THE OTHER SIDE OF

MIKKOLA

The most famous Flying Finn of them all - Hannu Mikkola - is the driver Audi chose to develop the first quattros. It was the start of a now legendary championship-winning partnership. Here, Tony Howard talks to Hannu during the 1000 Lakes Rally and later as he relaxes at home...

FOR A superstar, Hannu Mikkola is very unassuming. It's a breathtaking privilege to sit beside him at speed, witnessing masterful car control that has made him the most successful rally driver of all time. Yet, for him, it's nothing special. And the rest of his life appears just as relaxed, well balanced.

He has a rare gift-time to communicate - whether you talk to him in the quiet of his own home or amidst the high drama of a rally which may be going superbly well, or terribly wrong.

He was even approachable when walking down a rain-lashed special stage, after crashing his car into the trees of Finland not two hours after the start of the 1000 Lakes Rally. With months of hard work down the drain, wasn't that a terrible anti-climax?

"Yes," he says, "but not immediately. Everything has stopped and you are just relieved that you and your partner are in one piece. A few hours later, it gets to you.

"If the car breaks or somebody else makes a mistake, it doesn't hurt me very much. But when I do it, I really hate that.

"I don't really know what happened this time," he reveals. "The fact is that the roads chosen were very narrow this year, and it was very slippery. There was a flat-out kink with trees on both sides, and the car moved 20 or 30 centimetres too far to the left.

"The door handles brushed a tree, and I think the rear bumper caught on it, putting the car sideways. I thought we were okay - I never realised we were in trouble until we started hitting other trees."

It was only the second time in seven seasons with Audi Sport that Mikkola had seriously damaged a car.

Reputation

"In 1985 we were doing some high-speed testing for the Safari Rally, and suddenly the road wasn't there," he recalls. "So it wasn't really my fault. I haven't done this sort of thing too often, but I guess it has to happen some time."

Although he clearly takes such things to heart, his reputation could easily withstand a few more dents.

Flying Finns and Speeding Swedes have dominated rallying for decades, but Mikkola's record 18 World Championship rally wins are unbeaten. He won the title in 1983, and has completed five other seasons in the top three.

Now, 45, he shows no signs of peaking out. He won Kenya's demanding Safari Rally for Audi at Easter.

His first event was in a second-hand Volvo, bought clandestinely when he was a 21-year-old engineering student. Winning his first 1000 Lakes Rally in 1968 made him Finnish national champion. But he became an international household name two years later when he won the Daily Mirror's 16,000-mile epic London-Mexico World Cup Rally. He celebrated his 28th birthday en route.

"When I can't be the best any more, I'll do some proper engineering work," he said at the finish. But we're still waiting.

Genius is one element of his durability. His temperament is another. Audi Sport team boss Herwart Kreiner puts it in a nutshell: "Hannu is different. All the time, he thinks for the factory and for the mechanics."

Nordic prowess in rallying begins with climate and terrain. Car control is sharp, thanks to half-a-year of ice and snow, which eventually melt to reveal thousands of miles of near-deserted gravel roads.

* REQUIRED ACTIONS *
A) Answer these three questions from the Hannu Mikkola article, one answer per line:
(i) In what year did Mikkola win the world title?
(ii) What car did he drive in his first event?
(iii) Which rally did he win for Audi at Easter?
B) Can you carry on the Hannu Mikkola article from the point where it ends?

* DATA BLOCK *
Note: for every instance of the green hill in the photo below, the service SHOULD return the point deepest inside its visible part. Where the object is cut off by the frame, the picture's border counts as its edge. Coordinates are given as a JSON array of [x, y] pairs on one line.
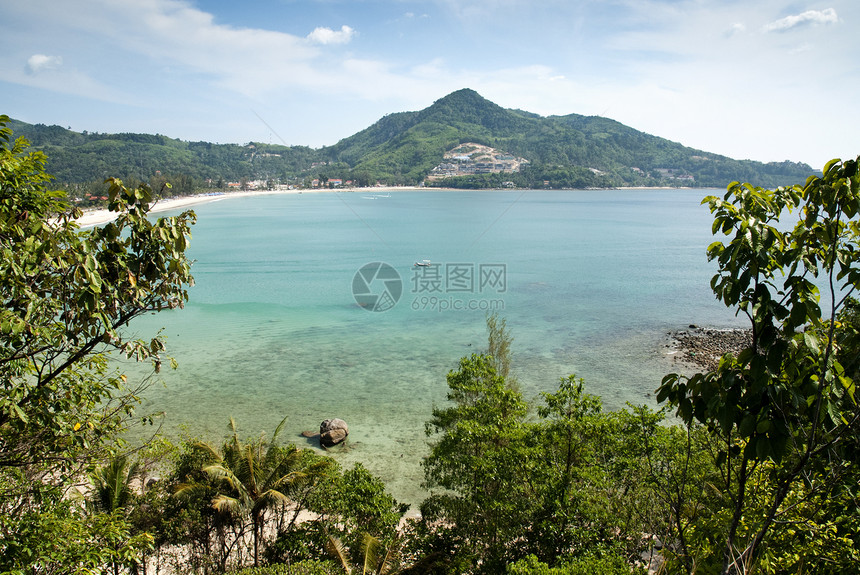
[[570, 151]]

* THE RESULTS *
A)
(i) 1983
(ii) A second-hand Volvo
(iii) Kenya's Safari Rally

B)
"Rallying's at a very high level here in Finland," Mikkola says. "It's a modern sport so it creates a lot of interest and attracts plenty of youngsters. Also, we tend to be good when performing on our own - things like running, jumping and skiing. But put Finns together in a team for football or ice hockey, and they're awful."

Mikkola has trouble explaining his own dexterity further. "I'm not the kind of person who thinks first about the solution, how to drive. For me it's been quite easy. I just sit in the car. I feel it. And that's it.

"I've never really been able to describe why I did this or that. Sometimes you meet people who can tell you exactly how or why they went off the road.

Maturity

"Always I say, 'If you had so much time to think about it, why didn't you save the car?' Because it normally happens - snap - like that for me. And I haven't got time to analyse: If I do this, it will go there. It just goes off, and that's it."

Maturity is a major asset in this game, he believes. "Youngsters don't have the experience or the eye for the right lines to drive fast. You have to get the speed somehow, and that's when you make mistakes.

"A young driver may be quicker than I am, nine times out of 10. But the tenth time, he makes his mistake, and I catch up with him again."

Mikkola ranks alongside grand prix racing's best, such as Alain Prost, Nigel Mansell, Nelson Piquet and Ayrton Senna. But, although Formula 1 money is required to contest a World Rally Championship, the atmosphere of the rallying circuit is less self-obsessed.

"Rally drivers are quite good friends," says Mikkola. "Here in Finland, we see each other quite a lot - not just rallying, but boating and so on.

"It seems to me that, in Formula 1, the drivers are not so happy with each other. But, in our business, we don't drive against each other physically - you drive your rally over the stages. You don't have the situation in Formula 1 where you can blame another driver, complain that he was blocking you. That makes it easier for us."

Ironically, however, rallying is in many respects much more of a team effort than grand prix racing. For a start, there are two people in the car, not one, and this demands a continuous act of faith between driver and co-driver who depend on each other for their lives.

The remarkable symbiosis between Mikkola and his partner Arne Hertz, a 48-year-old Swede, has kept them together for 11 years. "You learn to know each other," says Mikkola. "And I'm very happy with him because I like the way he reads the pace notes. He knows exactly what I like to have, and I don't have to double-check anything."

Strenuous

The pair will no doubt continue working together, one way or another, for a considerable time once they cease competing. Meanwhile the pace of Mikkola's life continues unabated, even though Audi has curtailed its rallying programme while deciding which way to go in the face of precipitate rule changes that have wrong-footed most manufacturers active in the sport.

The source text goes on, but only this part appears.